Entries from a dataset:
== == ==

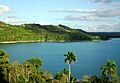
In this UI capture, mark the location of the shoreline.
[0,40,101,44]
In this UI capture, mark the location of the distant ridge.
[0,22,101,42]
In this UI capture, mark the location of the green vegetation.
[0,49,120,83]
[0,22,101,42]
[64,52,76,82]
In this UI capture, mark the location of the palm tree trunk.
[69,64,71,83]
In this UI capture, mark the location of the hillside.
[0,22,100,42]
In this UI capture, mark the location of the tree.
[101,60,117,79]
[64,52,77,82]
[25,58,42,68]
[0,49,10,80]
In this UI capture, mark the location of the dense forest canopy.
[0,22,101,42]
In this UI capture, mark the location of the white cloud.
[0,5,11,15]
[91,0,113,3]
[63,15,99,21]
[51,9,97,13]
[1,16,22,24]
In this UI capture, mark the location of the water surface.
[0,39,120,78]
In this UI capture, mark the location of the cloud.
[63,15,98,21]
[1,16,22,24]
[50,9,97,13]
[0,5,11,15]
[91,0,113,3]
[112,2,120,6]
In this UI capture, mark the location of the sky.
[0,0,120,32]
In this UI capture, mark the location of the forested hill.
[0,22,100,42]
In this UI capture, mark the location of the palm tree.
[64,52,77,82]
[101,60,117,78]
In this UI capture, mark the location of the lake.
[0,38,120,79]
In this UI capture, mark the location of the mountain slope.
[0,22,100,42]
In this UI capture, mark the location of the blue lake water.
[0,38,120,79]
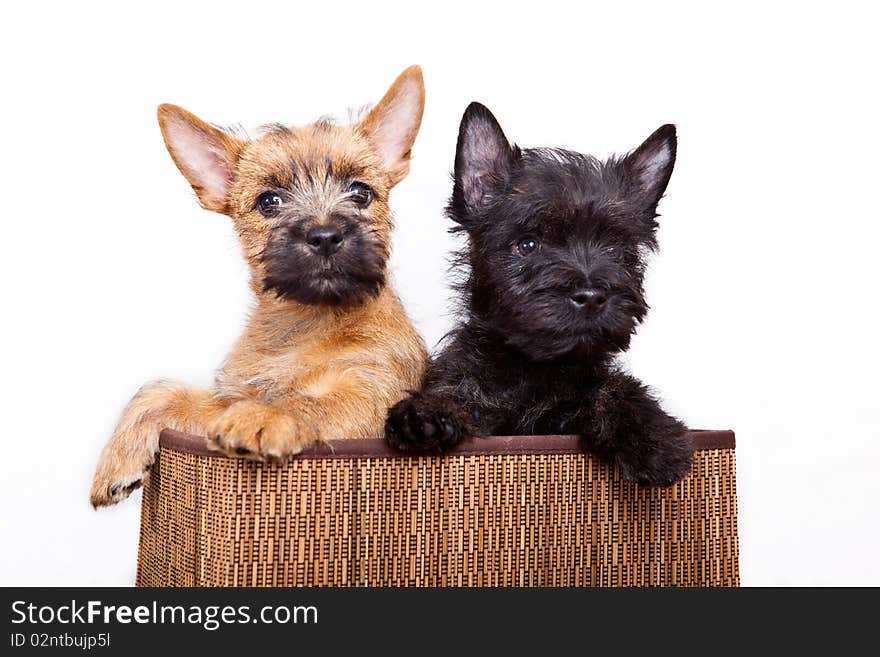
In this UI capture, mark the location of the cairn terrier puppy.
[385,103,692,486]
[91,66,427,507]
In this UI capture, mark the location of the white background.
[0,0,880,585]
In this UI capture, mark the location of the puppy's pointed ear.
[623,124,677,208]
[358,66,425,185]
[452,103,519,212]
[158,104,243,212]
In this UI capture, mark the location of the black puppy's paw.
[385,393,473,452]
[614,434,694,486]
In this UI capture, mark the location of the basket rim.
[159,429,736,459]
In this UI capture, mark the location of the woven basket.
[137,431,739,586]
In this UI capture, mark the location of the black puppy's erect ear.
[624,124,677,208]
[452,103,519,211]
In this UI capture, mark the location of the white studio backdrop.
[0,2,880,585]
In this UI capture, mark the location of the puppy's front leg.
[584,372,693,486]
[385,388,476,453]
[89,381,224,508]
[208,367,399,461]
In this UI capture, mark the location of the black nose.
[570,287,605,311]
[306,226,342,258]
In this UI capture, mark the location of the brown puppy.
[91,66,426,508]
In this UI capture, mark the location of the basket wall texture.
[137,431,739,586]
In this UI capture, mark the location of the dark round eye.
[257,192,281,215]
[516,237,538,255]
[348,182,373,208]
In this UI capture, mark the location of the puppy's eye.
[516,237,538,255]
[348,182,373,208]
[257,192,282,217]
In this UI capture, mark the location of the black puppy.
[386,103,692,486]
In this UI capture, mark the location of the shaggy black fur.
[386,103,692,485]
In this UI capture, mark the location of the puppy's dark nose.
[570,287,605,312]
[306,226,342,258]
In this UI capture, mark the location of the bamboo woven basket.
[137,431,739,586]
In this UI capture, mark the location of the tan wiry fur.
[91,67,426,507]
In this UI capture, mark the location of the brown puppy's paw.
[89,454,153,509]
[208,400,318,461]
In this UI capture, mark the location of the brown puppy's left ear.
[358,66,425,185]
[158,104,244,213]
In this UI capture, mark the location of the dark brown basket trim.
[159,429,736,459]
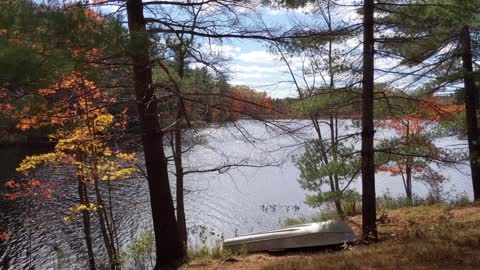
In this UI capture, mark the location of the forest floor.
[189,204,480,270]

== == ==

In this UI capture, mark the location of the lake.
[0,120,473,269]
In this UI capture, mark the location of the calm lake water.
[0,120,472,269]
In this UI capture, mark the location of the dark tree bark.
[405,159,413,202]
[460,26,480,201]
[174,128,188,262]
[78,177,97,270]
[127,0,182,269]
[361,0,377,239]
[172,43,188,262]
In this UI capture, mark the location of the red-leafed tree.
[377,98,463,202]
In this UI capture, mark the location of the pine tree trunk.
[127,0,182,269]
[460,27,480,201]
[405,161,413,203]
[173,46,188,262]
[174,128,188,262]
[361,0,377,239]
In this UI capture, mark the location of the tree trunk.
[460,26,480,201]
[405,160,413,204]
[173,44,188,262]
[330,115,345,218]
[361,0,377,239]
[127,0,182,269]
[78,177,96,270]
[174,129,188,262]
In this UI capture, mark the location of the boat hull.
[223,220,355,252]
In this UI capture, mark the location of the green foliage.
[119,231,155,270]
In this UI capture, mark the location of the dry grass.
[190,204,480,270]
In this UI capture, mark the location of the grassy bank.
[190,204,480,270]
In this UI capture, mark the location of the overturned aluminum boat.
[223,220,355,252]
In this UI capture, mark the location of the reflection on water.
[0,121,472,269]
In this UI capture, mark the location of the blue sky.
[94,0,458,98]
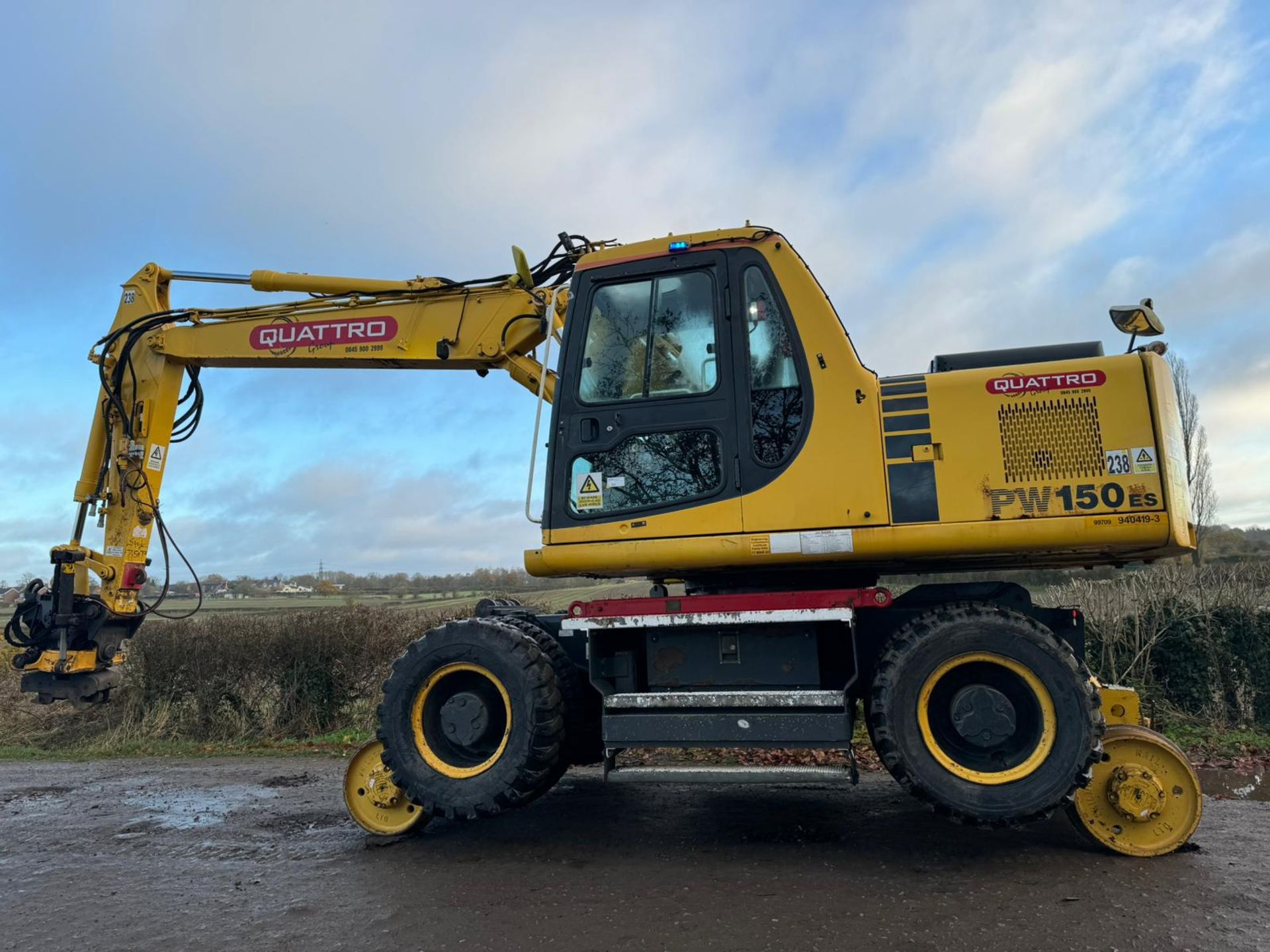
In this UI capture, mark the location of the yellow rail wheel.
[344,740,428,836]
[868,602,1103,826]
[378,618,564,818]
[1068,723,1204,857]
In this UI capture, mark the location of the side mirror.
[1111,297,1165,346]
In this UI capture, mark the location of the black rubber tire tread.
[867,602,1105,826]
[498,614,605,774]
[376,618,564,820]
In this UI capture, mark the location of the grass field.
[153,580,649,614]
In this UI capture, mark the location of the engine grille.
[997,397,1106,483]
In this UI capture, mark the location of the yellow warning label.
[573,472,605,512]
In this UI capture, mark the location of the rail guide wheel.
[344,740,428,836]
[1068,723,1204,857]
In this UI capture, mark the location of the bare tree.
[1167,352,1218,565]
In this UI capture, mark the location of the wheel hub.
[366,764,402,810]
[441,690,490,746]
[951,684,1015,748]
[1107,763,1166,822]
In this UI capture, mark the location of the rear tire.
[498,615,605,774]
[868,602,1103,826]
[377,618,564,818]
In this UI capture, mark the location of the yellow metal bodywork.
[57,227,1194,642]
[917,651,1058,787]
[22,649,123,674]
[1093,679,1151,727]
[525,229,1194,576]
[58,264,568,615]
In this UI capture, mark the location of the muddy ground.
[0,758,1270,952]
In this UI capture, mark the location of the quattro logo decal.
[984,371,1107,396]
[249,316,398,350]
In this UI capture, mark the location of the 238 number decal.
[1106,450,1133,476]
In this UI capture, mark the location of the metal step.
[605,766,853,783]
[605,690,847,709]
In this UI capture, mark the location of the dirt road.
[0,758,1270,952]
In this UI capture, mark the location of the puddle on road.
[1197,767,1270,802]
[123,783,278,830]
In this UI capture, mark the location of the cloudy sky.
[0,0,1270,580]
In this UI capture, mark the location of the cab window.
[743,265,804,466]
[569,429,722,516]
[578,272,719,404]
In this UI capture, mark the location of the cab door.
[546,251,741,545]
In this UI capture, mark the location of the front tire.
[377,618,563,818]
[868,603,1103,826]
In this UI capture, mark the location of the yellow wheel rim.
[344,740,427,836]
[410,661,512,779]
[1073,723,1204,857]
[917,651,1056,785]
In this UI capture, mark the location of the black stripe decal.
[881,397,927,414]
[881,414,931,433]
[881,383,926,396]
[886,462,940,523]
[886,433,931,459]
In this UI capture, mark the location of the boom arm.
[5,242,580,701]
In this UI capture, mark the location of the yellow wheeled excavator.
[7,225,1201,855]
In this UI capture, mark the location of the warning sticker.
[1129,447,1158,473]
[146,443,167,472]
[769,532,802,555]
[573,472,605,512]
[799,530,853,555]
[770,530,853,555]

== == ==

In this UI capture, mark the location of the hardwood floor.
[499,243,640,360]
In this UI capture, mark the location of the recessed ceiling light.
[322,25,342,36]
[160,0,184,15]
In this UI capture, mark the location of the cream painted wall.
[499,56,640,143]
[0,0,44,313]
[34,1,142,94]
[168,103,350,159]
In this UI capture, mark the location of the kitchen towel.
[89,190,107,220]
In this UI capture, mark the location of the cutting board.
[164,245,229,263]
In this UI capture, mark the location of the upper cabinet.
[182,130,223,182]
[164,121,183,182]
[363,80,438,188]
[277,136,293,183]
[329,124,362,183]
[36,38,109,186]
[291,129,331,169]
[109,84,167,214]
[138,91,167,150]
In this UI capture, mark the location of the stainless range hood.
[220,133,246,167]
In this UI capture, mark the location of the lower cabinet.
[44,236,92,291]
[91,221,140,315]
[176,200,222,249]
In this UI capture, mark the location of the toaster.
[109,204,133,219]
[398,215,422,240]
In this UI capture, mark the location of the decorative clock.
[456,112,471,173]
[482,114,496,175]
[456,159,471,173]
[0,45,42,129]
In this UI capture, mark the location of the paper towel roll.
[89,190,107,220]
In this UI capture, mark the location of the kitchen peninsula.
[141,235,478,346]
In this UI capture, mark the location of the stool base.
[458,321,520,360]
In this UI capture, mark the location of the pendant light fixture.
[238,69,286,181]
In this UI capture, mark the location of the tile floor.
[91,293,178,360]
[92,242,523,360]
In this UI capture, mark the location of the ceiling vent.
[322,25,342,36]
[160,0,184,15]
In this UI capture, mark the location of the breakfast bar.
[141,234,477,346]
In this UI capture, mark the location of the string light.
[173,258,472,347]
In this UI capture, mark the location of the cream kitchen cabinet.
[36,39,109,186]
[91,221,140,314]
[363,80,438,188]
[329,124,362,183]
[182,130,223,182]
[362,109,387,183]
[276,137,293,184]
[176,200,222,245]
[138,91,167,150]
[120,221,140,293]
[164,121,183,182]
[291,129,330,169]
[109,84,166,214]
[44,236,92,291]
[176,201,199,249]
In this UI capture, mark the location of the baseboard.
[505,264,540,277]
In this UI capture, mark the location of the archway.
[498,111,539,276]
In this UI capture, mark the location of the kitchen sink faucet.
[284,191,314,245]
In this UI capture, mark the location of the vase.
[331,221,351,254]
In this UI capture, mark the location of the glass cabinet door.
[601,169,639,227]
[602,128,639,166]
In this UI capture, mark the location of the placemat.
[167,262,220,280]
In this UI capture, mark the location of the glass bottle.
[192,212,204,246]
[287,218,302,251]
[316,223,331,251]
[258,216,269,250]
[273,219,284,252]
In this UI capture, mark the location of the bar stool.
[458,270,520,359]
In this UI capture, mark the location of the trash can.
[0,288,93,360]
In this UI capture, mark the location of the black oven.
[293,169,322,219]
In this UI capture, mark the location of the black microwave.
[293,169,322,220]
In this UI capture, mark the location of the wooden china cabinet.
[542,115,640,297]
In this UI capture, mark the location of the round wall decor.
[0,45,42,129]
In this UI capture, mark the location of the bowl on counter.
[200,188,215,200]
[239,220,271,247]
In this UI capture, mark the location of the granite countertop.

== == ==

To be done - Can you scale the records that begin at the line containing "In this UI capture, mark the location of the dirt" and stop after the line containing "[917,651,1056,785]"? Write those lines out again, requests included, with every bounding-box coordinate in the answers multiplied by 1.35 and rounded to a whole number, halves rounding up.

Reply -
In this UI capture, mark the location of the dirt road.
[0,1023,1715,1285]
In this UI capture, mark the location of the puddle on road.
[1616,1035,1715,1083]
[166,1057,375,1121]
In this UI capture, mark the location of the cloudy sky.
[0,0,1715,783]
In this UI capture, mark the location of the cab window.
[1003,358,1085,629]
[768,579,975,697]
[780,367,971,545]
In this UI capture, mark the location of the cab door.
[737,339,1000,736]
In this UI capture, mark the location of the front tire.
[509,834,760,1104]
[1172,814,1489,1115]
In this UI capture, mark the location of the yellow wheel rim.
[464,999,576,1129]
[554,892,691,1052]
[1449,976,1625,1157]
[1238,879,1426,1060]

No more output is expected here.